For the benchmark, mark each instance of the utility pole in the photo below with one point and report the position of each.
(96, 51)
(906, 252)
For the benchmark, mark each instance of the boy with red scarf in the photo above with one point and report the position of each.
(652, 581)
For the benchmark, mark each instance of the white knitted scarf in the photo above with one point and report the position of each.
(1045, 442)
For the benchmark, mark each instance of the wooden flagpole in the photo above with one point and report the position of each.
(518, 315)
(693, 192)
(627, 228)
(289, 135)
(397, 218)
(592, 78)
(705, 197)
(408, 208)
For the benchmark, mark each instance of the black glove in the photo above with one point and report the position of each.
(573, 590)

▶ _Job_:
Copy all of the items above, switching "instance" to "occurrence" wherever it occurs and keeping everything else the same.

▶ _Correct response_:
For the benchmark, mark each occurrence of the utility pole in the photo below with one point and report the position of each.
(96, 51)
(906, 252)
For the benchmark, mark each occurrence of the boy with red scarf in the photo above with one point and report the position of each.
(652, 581)
For the benchmark, mark each occurrence of the white knitted scarf in the photo above with one point and report the position of each.
(1045, 442)
For the benchmark, mark each occurrence of the wooden flagpole in the photo above with one point and report the position of each.
(518, 315)
(693, 192)
(627, 228)
(289, 135)
(397, 218)
(592, 78)
(705, 197)
(408, 208)
For the benchmark, mark each occurrence of the black glove in the photo above with one point and report the position of each.
(573, 590)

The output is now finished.